[Text shown]

Supreme Court Oral Arguments in March, With An Empty Seat on the Bench

Justice Antonin Scalia
Justice Antonin Scalia

By Ross Parker
ticklethewire.com

When counsel approach the lectern in the Supreme Court for oral argument during the rest of the term, instead of facing the blistering questions of the Court’s most aggressive inquisitor, they will instead see an empty chair among the nine on the bench, draped with a black sash. One of the Court’s most active and entertaining interrogators has bedeviled his last lawyer. There will be less laughter in the courtroom.

Justice Antonin Scalia died on February 13, 2016, one month shy of his eightieth birthday. Befitting his colorful life, it was after a day of quail hunting in West Texas. Although the politicians are rumbling about his successor and the conspiracy theorists whispering about the circumstances of his death, it was in all likelihood a peaceful death after an active life of purpose, whether you agree with his brand of conservatism or not.

In criminal cases, he generally supported the government. Along with Justice Thomas, he was unapologetically pro-death penalty, whether the defendant was under-age, mentally retarded, or subject to a botched execution. After all, those were all legal in 1791 when the 8th Amendment was ratified. He also labored to overrule the Warren revolution of cases restricting the police, especially Miranda v. Arizona.

But he could vote for the defendant, too, especially in areas involving jury trial rights and the traditional authority of trial judges. His Booker opinion ended mandatory Sentencing Guidelines. And Apprendi v. Arizona stopped judge-decided facts leading to sentence enhancements. He also was protective against the reach of technology. In Kylio he authored the opinion requiring search warrants for thermal imaging searches. Marijuana grow lights became a bit more private.

[Data excerpts]
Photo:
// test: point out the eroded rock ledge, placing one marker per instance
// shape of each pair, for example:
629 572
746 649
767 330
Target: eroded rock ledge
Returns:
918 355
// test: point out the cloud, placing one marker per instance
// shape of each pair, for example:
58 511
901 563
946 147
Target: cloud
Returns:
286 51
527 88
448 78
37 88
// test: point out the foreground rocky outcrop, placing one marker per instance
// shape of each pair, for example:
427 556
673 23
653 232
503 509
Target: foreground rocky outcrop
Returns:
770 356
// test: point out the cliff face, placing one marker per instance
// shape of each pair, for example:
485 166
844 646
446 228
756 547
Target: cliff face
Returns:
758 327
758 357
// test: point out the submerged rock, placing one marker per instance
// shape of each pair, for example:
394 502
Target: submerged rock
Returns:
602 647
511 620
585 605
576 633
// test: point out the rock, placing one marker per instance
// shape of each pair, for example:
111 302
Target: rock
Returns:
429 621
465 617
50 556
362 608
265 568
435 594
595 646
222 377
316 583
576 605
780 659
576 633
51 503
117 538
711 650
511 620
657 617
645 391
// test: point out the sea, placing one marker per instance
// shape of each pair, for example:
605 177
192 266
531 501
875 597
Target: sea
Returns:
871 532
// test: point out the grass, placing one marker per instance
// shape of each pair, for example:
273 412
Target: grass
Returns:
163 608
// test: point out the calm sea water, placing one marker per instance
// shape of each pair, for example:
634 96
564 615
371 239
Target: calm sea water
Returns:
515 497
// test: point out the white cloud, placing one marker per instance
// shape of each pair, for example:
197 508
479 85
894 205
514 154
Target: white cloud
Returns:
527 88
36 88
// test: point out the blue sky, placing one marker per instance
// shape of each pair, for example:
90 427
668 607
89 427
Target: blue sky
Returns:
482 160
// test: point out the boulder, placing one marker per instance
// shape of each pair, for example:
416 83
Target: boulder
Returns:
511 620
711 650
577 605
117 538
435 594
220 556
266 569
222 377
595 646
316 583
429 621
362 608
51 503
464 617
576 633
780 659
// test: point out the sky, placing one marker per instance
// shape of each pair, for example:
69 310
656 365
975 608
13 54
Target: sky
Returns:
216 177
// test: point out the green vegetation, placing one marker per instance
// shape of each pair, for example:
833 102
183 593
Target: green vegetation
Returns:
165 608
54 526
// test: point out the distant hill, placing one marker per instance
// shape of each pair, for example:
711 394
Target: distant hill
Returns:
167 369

[Task list]
a) Repeat the part of the article on Justice Scalia above that opens with the words containing "When counsel approach" and closes with "conservatism or not.".
b) Pick up the article on Justice Scalia after its last sentence and keep writing it.

[Solved tasks]
a)
When counsel approach the lectern in the Supreme Court for oral argument during the rest of the term, instead of facing the blistering questions of the Court’s most aggressive inquisitor, they will instead see an empty chair among the nine on the bench, draped with a black sash. One of the Court’s most active and entertaining interrogators has bedeviled his last lawyer. There will be less laughter in the courtroom.

Justice Antonin Scalia died on February 13, 2016, one month shy of his eightieth birthday. Befitting his colorful life, it was after a day of quail hunting in West Texas. Although the politicians are rumbling about his successor and the conspiracy theorists whispering about the circumstances of his death, it was in all likelihood a peaceful death after an active life of purpose, whether you agree with his brand of conservatism or not.

b)
Despite his sometimes angry and outrageous vitriol during argument and in his opinions, he was by all accounts well liked by his colleagues on the bench and the staff. He was one of a kind and his death diminishes the energy and vivacity of the institution.

Without Justice Scalia’s contributions, the Court will consider two criminal cases during its March oral arguments. Betterman v. Montana raises one of those issues that you would have thought had already been decided — whether the 6th Amendment guarantee of a speedy trial applies to the sentencing phase. Are defendants protected against inordinate delay in the final disposition of sentence by the 6th Amendment?

The defendant pled guilty to bail jumping after he failed to appear for sentencing on a domestic assault conviction. He explained that he did not have transportation from Butte to the courthouse in Billings. He eventually sobered up enough to turn himself in to the county jail, where he remained for 14 months when he was finally sentenced to 7 years consecutive to his 5 year sentence for assault, with no credit for time served. Don’t go in the wind in Montana after beating up your spouse.

The Montana Supreme Court held that Speedy Trial does not apply to sentence delays, only due process. Although the court found the delay to be unacceptable and attributable to the state, the prejudice shown by the defendant, delaying rehabilitative programs and other benefits in prison compared to the county jail, was speculative and insufficient.

The prosecution argues that the issue is more properly one of due process and that the burden of proof of prejudice is on the defendant.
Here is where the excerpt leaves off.